EXCERPT:

(begin)

Continuing on with my trip that covered thus far the Gilboa Hot Air Balloon Festival and Beit Shturman and Beit Alpha, I left the base of Mount Gilboa and drove into the city of Bet Shean. I was headed for the national park which holds the ruins of ancient Bet Shean (or Scythopolis, as it was known in Roman times). Entering the park, I was absolutely overwhelmed by the magnitude of the ruins uncovered and on display- how have I taken so long to visit? Having to consult the visitor guide’s map to decipher the endless rows of broken structures, I began with the iconic Roman theatre.
Built to seat some 7,000 spectators, the half circle rows of limestone benches face the stage which, during Roman times, was backed by a twenty metre-high scaenae frons, an elaborately decorated background which usually rose to the height of the ceiling. In the case of this particular ruin, the scaenae frons was mostly destroyed, as well as the upper rows of seats, so renovations are taking place to recreate the theatre to its original glory.
Leaving the theatre, I next explored the vast bathhouse which covers some 9,000 square metres of prime real estate. As in most large Roman cities, the bathhouse was a central public building where citizens would come to exercise, bathe and socialise. One thing that I noticed was the intricate mosaic work even in the large rooms, where simple floor tiles would have been easier. Another thing was the revolutionary hypocaust, an underfloor heating method which warmed the floor and the room itself. I had seen the same construction in a small Byzantine bathhouse outside the mountaintop ruins of Avdat in the Negev, and here the technology was explained in full.
Leaving the bathhouse complex I began my walk down Palladius Street, a colonnaded road of large white columns dividing the bathhouse and “sigma” from the Byzantine agora. I paused to take a look at the sigma, a semicircular concourse lined with small mosaic-floored rooms – including one with a medallion of Tyche, the city’s guardian goddess.
Crossing the street, I looked at the agora which is relatively unadorned, having served as a commercial centre during those times. Continuing along the main road, I reached the junction between the Northern Street and the continuation of the city’s nucleus to the east. It seems as though the excavators and renovators have given up on the Northern Street, as it is absolutely littered with ancient rubble, including large building chunks and broken pillars. So I focused my attention on identifying the numerous structures before me, including the Roman Temple and Nymphaeum, an ornate public fountain.
It was about now, standing amid a chaotic collection of crumbled construction, that I realised I had made a grievous error not bringing any water along. The midday summer sun that permeates the valley was starting to dry me out. I wrapped my button-down shirt around my head and shoulders and forced myself to continue onwards. I walked along the Valley Street which leads to the northern end of the city, but I was headed not north, but up. Standing at the base of the tel (archaeological mound), I began my conquest of the harsh yellow hill. The stairs going up were tough indeed, but at the very top was a view that really captured the magnificence of the city sprawl down below.

(end)

TASK INSTRUCTIONS:
- A) Reproduce the Bet Shean travel account word for word, starting with "Leaving the bathhouse" and going on through "city’s guardian goddess.".
- B) Which streets does the Bet Shean travel account mention by name?

(Dataset rows)
(begin)

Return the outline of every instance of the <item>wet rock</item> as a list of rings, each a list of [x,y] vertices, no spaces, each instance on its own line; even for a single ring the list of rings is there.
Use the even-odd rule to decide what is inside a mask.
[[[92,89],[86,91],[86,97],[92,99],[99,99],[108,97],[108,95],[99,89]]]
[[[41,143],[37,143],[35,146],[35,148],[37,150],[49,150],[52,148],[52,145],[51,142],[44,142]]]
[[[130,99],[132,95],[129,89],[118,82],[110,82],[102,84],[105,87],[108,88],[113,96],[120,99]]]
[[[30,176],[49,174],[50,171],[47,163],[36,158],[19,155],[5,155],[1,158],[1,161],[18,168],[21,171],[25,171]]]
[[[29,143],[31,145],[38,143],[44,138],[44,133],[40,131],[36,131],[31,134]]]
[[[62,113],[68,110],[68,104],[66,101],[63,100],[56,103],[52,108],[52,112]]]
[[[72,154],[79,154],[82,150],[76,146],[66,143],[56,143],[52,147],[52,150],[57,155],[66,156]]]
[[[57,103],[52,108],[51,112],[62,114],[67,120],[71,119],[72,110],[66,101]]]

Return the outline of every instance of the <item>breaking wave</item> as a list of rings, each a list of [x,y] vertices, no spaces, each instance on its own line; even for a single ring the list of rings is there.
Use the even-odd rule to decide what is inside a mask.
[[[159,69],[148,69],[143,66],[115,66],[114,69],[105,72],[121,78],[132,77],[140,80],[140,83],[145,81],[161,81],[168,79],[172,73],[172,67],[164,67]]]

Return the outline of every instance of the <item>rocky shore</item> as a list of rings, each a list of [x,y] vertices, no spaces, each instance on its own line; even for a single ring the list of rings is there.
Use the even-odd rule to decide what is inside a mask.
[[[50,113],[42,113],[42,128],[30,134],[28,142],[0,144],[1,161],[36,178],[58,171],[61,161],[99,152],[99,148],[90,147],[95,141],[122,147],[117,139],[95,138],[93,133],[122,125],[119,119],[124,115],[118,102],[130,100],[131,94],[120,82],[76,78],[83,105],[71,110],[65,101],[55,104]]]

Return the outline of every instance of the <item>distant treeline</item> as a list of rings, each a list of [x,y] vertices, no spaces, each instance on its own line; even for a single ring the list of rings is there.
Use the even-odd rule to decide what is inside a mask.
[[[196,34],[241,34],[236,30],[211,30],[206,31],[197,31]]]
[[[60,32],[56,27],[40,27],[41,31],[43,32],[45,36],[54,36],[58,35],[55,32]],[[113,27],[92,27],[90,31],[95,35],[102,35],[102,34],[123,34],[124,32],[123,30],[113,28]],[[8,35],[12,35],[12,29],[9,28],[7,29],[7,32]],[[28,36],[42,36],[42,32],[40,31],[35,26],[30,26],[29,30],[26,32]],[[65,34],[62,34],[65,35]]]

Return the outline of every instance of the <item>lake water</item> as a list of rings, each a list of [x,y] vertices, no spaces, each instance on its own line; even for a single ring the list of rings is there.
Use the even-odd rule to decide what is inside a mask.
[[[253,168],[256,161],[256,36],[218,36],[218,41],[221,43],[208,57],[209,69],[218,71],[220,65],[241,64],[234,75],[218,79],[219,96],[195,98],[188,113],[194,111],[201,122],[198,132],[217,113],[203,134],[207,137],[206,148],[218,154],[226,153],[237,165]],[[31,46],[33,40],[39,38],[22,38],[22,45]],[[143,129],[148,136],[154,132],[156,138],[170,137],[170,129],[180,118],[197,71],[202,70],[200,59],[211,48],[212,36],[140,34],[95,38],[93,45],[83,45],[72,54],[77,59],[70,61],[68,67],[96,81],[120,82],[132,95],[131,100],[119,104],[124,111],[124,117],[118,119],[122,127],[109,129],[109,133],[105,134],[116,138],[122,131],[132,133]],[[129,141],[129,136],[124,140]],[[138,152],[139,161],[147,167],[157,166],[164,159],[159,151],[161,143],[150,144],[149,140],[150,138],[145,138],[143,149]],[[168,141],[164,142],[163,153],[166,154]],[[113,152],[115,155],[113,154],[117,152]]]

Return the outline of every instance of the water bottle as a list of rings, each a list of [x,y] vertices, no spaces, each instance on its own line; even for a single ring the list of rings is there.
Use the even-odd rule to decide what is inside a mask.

(end)

EXERCISE ANSWERS:
- A)
Leaving the bathhouse complex I began my walk down Palladius Street, a colonnaded road of large white columns dividing the bathhouse and “sigma” from the Byzantine agora. I paused to take a look at the sigma, a semicircular concourse lined with small mosaic-floored rooms – including one with a medallion of Tyche, the city’s guardian goddess.

- B)
Palladius Street
Northern Street
Valley Street